**Text provided**
┌──

ADR-0037: Enum Data Variants and Full Pattern Matching

Status

Implemented

Summary

Extend Gruel enums to carry associated data per variant (algebraic data types), and extend pattern matching so match arm patterns can destructure and bind that data. This enables idiomatic sum types like Option and Result without generics, using concrete types initially.

Context

What Exists

ADR-0004 implemented C-style enums: discriminated unions with no per-variant data. Match expressions can branch on which variant is selected, but cannot extract any value from the variant:

enum Color { Red, Green, Blue }
match c {
    Color::Red => 1,
    _ => 0,
}

ADR-0036 implemented struct let-destructuring, establishing the ownership framework for decomposing composite values into independently-owned fields.

What's Missing

There is no way to associate data with a variant:

// Not yet possible:
enum IntOption { Some(i32), None }
let x = IntOption::Some(42);
match x {
    IntOption::Some(v) => v,
    IntOption::None => 0,
}

This gap forces users to simulate sum types with structs + enums, sacrificing type safety and expressiveness. Sum types are fundamental to writing safe, expressive code without null pointers or error codes.

Scope of This ADR

This ADR covers:

  1. Tuple-style data variantsVariant(T1, T2, ...) in enum definitions
  2. Variant construction with dataEnum::Variant(expr1, expr2, ...)
  3. Binding patterns in match armsEnum::Variant(x, y) =>
  4. Ownership of extracted data — consistent with ADR-0036/ADR-0008

Out of scope (future ADRs):

  • Generic enums (Option<T>, Result<T, E>)
  • Struct-style variant data (Variant { field: T })
  • Nested patterns (Some(Some(x)))
  • Or-patterns (A | B =>)
  • Pattern matching in let bindings for enums

Decision

1. Enum Variant Data Syntax

Variants may optionally carry a tuple of typed fields:

enum IntOption {
    None,
    Some(i32),
}

enum Outcome {
    Ok(i32),
    Err(i32),
}

enum Tagged {
    Unit,
    One(i32),
    Two(i32, i32),
}

All existing C-style enums remain valid and unaffected.

Grammar Changes

enum_def       = "enum" IDENT "{" enum_variants "}" ;
enum_variants  = enum_variant { "," enum_variant } [ "," ] ;
enum_variant   = IDENT [ "(" type_list ")" ] ;    -- NEW: optional tuple data
type_list      = type { "," type } ;

Variant Construction

Data variants are constructed using a call-like syntax:

let x = IntOption::Some(42);
let e = Outcome::Err(-1);
let t = Tagged::Two(10, 20);

Unit variants retain their existing syntax: IntOption::None, Tagged::Unit.

Updated Match Pattern Grammar

pattern        = "_" | INTEGER | BOOL | enum_variant_pattern | enum_data_pattern ;
enum_variant_pattern = IDENT "::" IDENT ;
enum_data_pattern    = IDENT "::" IDENT "(" binding_list ")" ;
binding_list   = binding { "," binding } ;
binding        = [ "mut" ] IDENT | "_" ;

Bindings in data patterns are simple identifiers or wildcards — no nested patterns in this ADR.

└──

**Items**
┌──

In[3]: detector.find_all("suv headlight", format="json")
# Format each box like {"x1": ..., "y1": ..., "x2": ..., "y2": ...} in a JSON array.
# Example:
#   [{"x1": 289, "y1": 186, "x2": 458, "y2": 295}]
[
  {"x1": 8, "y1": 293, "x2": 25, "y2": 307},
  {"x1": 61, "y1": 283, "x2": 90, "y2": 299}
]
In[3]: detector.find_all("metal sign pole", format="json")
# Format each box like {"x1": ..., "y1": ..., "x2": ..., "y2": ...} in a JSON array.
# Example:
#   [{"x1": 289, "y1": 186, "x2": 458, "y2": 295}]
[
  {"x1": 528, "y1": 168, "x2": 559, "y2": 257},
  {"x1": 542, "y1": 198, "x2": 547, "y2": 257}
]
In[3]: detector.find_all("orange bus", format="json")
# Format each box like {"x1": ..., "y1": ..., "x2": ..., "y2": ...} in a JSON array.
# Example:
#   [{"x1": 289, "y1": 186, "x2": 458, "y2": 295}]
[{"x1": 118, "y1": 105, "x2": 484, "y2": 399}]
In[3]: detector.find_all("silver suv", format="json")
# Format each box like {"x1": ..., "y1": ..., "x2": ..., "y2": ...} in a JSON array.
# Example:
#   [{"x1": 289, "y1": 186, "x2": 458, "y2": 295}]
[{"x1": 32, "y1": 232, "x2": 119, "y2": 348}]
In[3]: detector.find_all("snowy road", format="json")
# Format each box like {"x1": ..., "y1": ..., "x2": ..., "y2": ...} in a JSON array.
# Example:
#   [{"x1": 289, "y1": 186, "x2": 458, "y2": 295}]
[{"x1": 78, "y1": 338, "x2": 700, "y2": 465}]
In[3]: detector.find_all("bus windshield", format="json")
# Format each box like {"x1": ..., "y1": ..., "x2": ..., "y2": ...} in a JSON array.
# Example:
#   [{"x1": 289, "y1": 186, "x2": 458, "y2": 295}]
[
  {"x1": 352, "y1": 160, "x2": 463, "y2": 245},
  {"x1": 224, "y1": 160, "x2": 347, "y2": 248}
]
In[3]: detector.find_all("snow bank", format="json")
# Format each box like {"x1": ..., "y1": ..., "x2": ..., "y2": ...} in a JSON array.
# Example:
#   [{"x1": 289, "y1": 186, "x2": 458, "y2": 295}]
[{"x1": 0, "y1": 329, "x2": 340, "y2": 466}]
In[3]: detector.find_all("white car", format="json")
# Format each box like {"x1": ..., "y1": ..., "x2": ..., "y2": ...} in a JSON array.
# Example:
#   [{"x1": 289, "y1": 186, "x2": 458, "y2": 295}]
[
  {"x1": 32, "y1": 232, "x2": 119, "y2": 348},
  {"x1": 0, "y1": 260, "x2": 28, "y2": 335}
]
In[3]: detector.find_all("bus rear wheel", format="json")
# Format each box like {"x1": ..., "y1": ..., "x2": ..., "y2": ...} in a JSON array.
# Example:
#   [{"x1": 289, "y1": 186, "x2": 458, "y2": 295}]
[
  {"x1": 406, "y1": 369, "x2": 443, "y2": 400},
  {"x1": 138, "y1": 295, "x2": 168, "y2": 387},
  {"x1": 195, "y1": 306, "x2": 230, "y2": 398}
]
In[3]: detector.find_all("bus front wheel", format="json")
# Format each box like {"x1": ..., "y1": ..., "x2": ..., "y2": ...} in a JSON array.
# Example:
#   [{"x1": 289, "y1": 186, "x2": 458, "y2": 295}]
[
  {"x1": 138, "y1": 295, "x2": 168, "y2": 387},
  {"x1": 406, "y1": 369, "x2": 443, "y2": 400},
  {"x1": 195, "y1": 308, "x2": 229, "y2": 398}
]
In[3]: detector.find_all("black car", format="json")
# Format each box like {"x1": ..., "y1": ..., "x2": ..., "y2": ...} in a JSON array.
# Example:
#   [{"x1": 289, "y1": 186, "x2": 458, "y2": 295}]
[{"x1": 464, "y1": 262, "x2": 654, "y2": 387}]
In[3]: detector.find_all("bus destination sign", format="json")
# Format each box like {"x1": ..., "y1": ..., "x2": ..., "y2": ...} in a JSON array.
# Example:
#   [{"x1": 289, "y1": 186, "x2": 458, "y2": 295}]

└──

**Required actions**
1. Reproduce the passage of the ADR starting with "1. Tuple-style data" and going on through "(Option<T>, Result<T, E>)".
2. Answer these questions on the ADR:
(a) What status does it list?
(b) Which ADR implemented C-style enums?
(c) Which ADR implemented struct let-destructuring?
The rows are separate material and have no connection to the ADR.

**Exercise results**
1.
1. Tuple-style data variantsVariant(T1, T2, ...) in enum definitions
  2. Variant construction with dataEnum::Variant(expr1, expr2, ...)
  3. Binding patterns in match armsEnum::Variant(x, y) =>
  4. Ownership of extracted data — consistent with ADR-0036/ADR-0008

Out of scope (future ADRs):

  • Generic enums (Option<T>, Result<T, E>)

2.
(a) Implemented
(b) ADR-0004
(c) ADR-0036